List each line in the records below that contains the word "ground". Case matters.

Entries from a point annotation set
————————

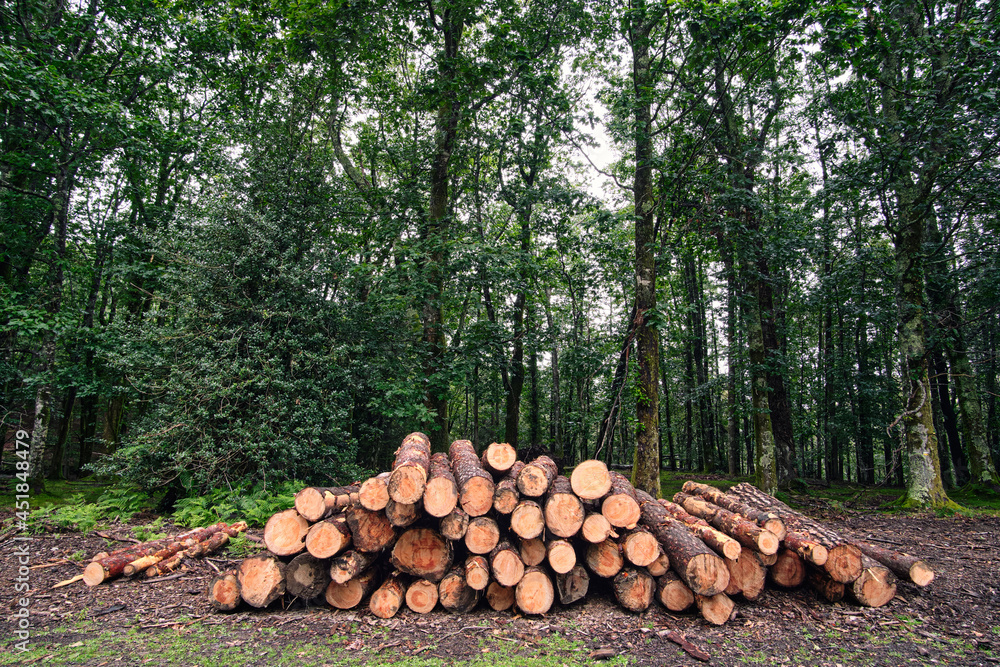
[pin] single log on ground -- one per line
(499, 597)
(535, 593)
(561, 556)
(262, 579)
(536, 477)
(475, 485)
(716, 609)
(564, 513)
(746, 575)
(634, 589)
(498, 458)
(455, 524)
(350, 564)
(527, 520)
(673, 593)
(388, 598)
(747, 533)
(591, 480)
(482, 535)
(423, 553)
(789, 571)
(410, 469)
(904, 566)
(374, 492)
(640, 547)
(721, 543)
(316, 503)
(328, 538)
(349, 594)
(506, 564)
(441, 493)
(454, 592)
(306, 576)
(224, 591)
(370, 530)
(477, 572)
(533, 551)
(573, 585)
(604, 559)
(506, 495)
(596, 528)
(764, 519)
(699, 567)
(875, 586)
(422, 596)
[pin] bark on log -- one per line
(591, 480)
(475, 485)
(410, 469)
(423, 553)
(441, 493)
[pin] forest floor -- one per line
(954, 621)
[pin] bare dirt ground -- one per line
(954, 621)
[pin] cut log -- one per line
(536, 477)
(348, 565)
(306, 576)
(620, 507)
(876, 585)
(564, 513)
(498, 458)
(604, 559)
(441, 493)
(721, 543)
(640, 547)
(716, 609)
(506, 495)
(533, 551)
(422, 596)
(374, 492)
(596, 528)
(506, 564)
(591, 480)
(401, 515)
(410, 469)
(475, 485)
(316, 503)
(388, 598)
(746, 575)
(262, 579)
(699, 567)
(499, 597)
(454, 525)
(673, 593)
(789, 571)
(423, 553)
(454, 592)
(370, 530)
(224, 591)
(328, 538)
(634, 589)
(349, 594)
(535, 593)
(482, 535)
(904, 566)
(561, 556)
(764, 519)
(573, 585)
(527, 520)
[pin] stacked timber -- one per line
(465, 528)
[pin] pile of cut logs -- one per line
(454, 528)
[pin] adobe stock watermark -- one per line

————————

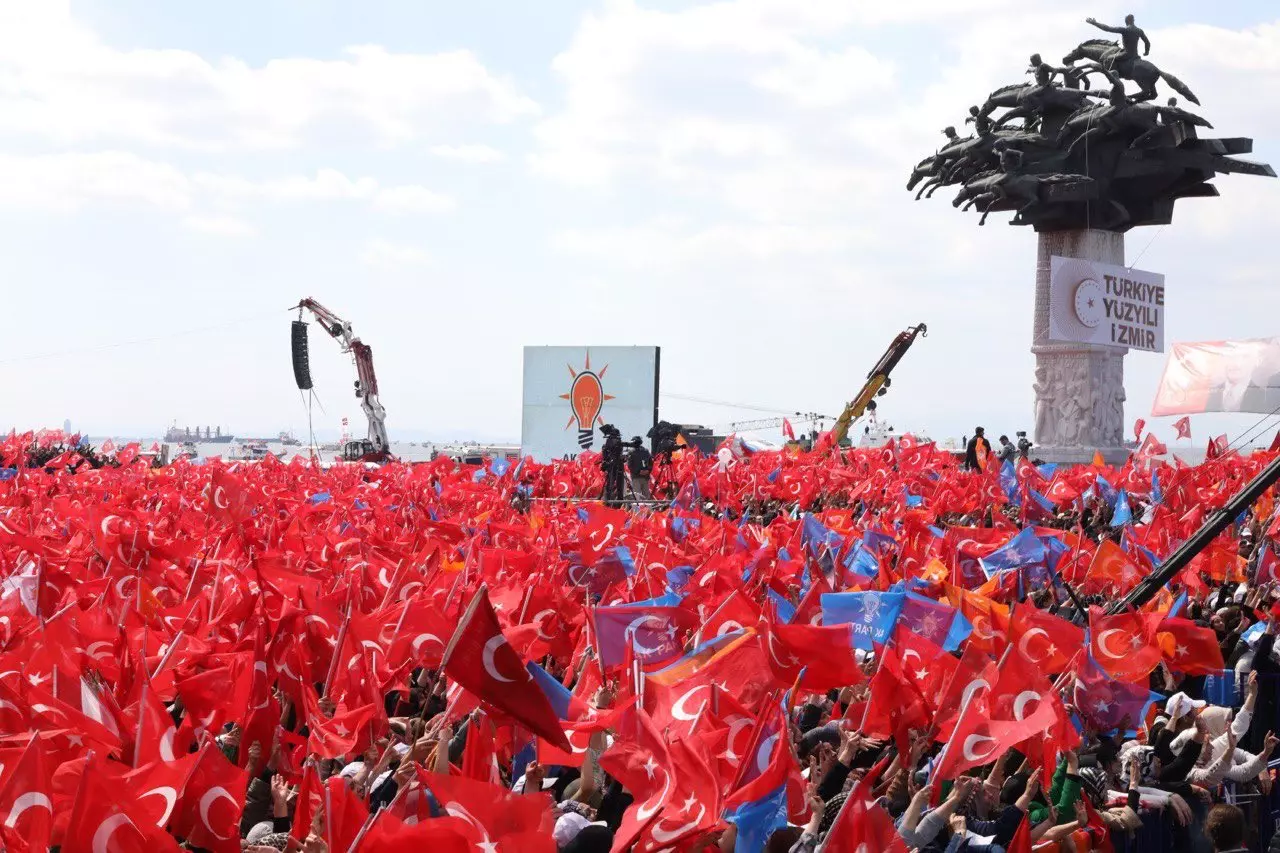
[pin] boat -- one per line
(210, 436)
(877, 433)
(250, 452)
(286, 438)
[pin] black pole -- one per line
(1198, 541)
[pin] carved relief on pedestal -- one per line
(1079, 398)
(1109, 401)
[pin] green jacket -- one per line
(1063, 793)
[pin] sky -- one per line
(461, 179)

————————

■ Solution to the exercise
[pin] single log on ground -- one per line
[pin] bare dirt ground -- one per line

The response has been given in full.